-------- Reading text

Exhibiting limited knowledge, Browne (1995:280) refers to Chagas’ disease as a South American sleeping sickness, with the implication that because Darwin did not suffer a fever typical of African sleeping sickness he did not have Chagas’ disease. American trypanosomiasis (Chagas’ disease) and African trypanosomiasis (African sleeping sickness) are both caused by trypanosome parasites: one by Salivaria, which lives in the saliva of its vector insect, and the other by Sterecoria, which lives in the feces of its vector insect. The difference between these parasites is that African trypanosomes remain in the blood and cause recurring fevers that exhaust the immune system; in contrast, American trypanosomes enter the neuron cells and frequently do not trigger immediate action of the immune system. American trypanosomes also reenter the blood.

Although Darwin’s symptoms did not indicate heart disease until he was seventy-one, a relatively long life for the nineteenth century, he could have suffered subtler degrees of myocardial dysfunction, associated with T. cruzi, causing many of the complaints listed in his correspondence (see Adler 1959; Medawar 1964; Goldstein 1989). This debate has brought attention to Chagas’ disease, sometimes referred to as Darwin’s disease, and its diffuse nature and complex symptoms. Some hope that Darwin’s body will be exhumed and its tissues examined for T. cruzi.

Discovering the Parasite

Darwin studied evolution from simple to complex creatures; Chagas studied how simple organisms destroy complex organisms. Chagas examined barbeiros which he collected. In sunlight he dried them and dissected their intestines, eventually finding some flagellates inside the lower intestines (see Figure 5).

Flagellates are protozoa, unicellular creatures that usually reproduce asexually and have flagella, or hairlike whips, propelling or pulling them. There are about 66,000 documented species of protozoa, with about half being represented in fossils; of the living species, about 10,000 are parasitic (Katz, Despommier, and Gwadz 1989). Unlike most of the helminths (worms), parasitic protozoa reproduce within the host to produce hundreds of thousands of individuals within a few days. They can pose major problems to human existence, causing malaria, giardia, vaginitis, amoebic dysentery, Toxoplasma gondii, African sleeping sickness, leishmaniasis, and pneumonia, among other ailments.

Chagas observed the newly found flagellates with the microscope, making fixed and stained microscope preparations, hoping to recognize the species or be able to characterize it as a new one. He observed that the parasite possessed a different morphological aspect than Trypanosoma minasensi, already recognized in Brazil, although it was a trypanosome, characterized by the undulating membrane, the large size of its basal body, or centriole, an organelle for cell division, and its undulating flagellum.

----------------

Your tasks >>
1. According to the Chagas' disease passage, what did Chagas eventually find inside the lower intestines of the dissected barbeiros?
2. Write out the Chagas' disease passage from the words "Discovering the Parasite" through the words "(see Figure 5).", substituting "shade" for "sunlight".
Rely solely on the Chagas' disease passage for what follows.

-------- Data to examine

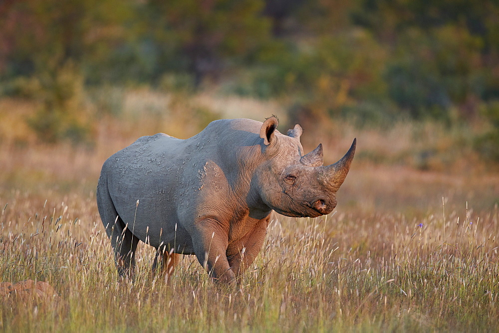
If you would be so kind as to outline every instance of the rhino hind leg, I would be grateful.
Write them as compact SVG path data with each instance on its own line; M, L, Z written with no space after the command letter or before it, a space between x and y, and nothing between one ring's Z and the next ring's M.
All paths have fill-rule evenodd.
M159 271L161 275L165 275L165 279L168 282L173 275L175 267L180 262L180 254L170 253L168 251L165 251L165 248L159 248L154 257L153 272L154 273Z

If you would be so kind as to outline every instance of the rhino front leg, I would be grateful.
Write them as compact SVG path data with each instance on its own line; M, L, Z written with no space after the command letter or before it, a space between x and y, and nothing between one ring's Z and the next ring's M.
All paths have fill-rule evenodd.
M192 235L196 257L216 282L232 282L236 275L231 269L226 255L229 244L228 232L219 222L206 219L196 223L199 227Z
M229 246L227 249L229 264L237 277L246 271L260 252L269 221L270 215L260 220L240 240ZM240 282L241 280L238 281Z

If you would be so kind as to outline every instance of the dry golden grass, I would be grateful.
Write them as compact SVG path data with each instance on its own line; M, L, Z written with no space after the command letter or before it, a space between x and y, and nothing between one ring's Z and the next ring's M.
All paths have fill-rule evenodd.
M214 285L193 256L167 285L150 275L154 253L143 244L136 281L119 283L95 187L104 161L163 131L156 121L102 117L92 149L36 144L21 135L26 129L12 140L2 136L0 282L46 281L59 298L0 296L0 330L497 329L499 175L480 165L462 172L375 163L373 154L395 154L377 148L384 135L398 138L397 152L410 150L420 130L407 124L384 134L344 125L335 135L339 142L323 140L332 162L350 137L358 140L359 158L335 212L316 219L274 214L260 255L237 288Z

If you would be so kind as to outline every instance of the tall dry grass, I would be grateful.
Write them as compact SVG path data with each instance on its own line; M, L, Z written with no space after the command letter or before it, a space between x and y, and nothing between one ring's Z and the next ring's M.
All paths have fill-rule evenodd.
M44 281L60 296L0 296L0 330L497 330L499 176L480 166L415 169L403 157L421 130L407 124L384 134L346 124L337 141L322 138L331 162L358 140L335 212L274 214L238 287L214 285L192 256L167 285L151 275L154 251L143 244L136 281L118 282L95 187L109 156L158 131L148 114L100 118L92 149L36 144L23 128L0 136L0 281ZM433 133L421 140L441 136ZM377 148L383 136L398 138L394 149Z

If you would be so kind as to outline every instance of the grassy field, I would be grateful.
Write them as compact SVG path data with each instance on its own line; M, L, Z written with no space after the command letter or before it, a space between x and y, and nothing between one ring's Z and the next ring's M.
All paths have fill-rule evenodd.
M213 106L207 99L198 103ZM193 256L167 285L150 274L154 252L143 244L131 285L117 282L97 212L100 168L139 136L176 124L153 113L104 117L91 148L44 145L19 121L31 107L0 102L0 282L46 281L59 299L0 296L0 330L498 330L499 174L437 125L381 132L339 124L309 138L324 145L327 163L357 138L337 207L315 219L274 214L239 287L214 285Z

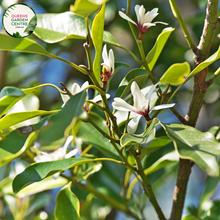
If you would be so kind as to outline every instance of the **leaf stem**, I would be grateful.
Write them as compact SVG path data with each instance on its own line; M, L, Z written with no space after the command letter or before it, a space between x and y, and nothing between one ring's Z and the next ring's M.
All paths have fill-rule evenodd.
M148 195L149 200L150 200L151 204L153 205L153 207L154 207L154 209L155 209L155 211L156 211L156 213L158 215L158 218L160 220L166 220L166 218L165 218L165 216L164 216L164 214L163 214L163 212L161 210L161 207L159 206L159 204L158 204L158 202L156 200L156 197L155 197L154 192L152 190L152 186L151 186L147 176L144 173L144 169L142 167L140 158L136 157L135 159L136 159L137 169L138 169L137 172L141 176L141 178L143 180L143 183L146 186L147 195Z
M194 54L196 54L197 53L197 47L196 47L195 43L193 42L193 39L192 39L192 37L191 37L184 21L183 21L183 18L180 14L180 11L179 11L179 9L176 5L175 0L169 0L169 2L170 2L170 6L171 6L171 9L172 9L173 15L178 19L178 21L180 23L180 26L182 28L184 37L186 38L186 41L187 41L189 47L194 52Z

----------------
-------- Data to examine

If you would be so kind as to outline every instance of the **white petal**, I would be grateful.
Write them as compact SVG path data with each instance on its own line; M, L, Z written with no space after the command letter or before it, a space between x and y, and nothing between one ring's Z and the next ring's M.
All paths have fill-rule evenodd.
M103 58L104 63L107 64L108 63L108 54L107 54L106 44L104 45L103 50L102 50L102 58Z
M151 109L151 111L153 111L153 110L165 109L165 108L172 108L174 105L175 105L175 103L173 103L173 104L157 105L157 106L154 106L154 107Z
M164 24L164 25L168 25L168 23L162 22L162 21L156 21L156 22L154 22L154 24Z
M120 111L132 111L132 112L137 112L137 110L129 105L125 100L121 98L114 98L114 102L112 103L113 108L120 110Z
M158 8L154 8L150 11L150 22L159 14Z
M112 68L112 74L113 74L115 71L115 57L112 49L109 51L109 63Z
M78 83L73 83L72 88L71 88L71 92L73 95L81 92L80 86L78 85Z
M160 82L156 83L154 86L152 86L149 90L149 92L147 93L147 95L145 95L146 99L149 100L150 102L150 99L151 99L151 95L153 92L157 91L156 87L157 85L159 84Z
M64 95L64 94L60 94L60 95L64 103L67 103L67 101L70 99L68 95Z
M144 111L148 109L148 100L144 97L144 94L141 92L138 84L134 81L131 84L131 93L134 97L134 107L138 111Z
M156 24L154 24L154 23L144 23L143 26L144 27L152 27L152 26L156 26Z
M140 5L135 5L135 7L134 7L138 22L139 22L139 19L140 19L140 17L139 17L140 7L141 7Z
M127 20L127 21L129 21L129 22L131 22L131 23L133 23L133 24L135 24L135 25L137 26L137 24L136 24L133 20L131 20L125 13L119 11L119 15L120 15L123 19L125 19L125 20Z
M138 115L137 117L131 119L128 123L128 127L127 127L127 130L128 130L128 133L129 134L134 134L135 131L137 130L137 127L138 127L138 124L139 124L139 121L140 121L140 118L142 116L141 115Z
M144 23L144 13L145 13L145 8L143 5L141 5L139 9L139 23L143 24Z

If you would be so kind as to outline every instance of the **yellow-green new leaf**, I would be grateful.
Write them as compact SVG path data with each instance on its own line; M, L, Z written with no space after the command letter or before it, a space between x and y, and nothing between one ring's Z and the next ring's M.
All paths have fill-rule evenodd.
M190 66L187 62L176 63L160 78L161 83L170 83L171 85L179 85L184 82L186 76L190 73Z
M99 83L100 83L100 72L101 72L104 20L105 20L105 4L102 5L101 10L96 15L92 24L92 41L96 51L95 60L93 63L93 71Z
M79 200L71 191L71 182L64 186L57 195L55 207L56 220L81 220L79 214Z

----------------
-------- Data to examine

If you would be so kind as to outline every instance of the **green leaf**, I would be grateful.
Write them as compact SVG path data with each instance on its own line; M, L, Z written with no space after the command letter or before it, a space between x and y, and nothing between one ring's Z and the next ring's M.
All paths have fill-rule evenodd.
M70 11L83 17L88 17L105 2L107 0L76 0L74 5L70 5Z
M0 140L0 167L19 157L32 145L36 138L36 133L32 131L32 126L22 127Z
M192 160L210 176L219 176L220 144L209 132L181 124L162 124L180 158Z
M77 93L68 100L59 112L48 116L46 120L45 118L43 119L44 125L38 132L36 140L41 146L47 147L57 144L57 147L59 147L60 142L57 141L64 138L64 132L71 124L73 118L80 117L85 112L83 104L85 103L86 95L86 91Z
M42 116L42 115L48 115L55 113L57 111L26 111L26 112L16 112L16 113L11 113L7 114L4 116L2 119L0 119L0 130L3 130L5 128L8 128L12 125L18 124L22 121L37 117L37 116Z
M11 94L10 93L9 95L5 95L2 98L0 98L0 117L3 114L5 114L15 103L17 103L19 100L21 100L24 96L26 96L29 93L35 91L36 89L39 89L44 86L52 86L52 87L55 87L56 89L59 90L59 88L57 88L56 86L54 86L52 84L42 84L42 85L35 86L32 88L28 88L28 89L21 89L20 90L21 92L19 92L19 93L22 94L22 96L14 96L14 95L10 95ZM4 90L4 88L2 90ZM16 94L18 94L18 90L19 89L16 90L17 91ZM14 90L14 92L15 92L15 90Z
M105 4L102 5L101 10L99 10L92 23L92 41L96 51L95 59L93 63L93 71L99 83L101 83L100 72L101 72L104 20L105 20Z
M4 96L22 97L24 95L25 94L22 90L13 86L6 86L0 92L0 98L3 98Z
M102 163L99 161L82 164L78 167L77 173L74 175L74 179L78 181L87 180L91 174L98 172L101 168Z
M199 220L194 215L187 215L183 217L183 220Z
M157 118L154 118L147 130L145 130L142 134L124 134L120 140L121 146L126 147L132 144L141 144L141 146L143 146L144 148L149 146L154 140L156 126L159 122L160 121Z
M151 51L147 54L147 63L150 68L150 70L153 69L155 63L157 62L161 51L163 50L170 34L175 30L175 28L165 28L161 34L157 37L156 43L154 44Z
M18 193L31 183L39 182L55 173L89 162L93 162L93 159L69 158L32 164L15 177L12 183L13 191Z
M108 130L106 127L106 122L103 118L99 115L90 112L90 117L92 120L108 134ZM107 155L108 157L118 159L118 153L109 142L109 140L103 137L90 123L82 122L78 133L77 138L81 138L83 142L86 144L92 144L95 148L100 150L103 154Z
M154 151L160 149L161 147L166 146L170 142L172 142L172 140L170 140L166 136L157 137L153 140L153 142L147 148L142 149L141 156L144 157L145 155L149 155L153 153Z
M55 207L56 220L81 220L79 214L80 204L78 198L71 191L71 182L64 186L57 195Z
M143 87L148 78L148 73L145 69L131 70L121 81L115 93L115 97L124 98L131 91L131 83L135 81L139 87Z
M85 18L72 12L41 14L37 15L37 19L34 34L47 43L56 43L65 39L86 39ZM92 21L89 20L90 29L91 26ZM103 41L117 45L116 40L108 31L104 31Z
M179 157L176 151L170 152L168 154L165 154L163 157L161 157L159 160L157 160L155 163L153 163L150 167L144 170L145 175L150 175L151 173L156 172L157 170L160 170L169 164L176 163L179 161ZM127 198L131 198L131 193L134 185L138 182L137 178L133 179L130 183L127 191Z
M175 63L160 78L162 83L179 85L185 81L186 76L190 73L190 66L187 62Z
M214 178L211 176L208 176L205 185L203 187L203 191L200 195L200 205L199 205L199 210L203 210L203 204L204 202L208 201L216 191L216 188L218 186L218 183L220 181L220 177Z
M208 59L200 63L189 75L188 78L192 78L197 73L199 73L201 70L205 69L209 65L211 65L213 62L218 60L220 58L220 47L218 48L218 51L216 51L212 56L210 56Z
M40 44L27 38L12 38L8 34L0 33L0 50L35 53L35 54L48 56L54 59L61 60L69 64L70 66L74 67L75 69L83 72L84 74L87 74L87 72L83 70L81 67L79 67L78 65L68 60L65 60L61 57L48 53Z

----------------

Results by task >>
1. He found some flagellates.

2.
Discovering the Parasite

Darwin studied evolution from simple to complex creatures; Chagas studied how simple organisms destroy complex organisms. Chagas examined barbeiros which he collected. In shade he dried them and dissected their intestines, eventually finding some flagellates inside the lower intestines (see Figure 5).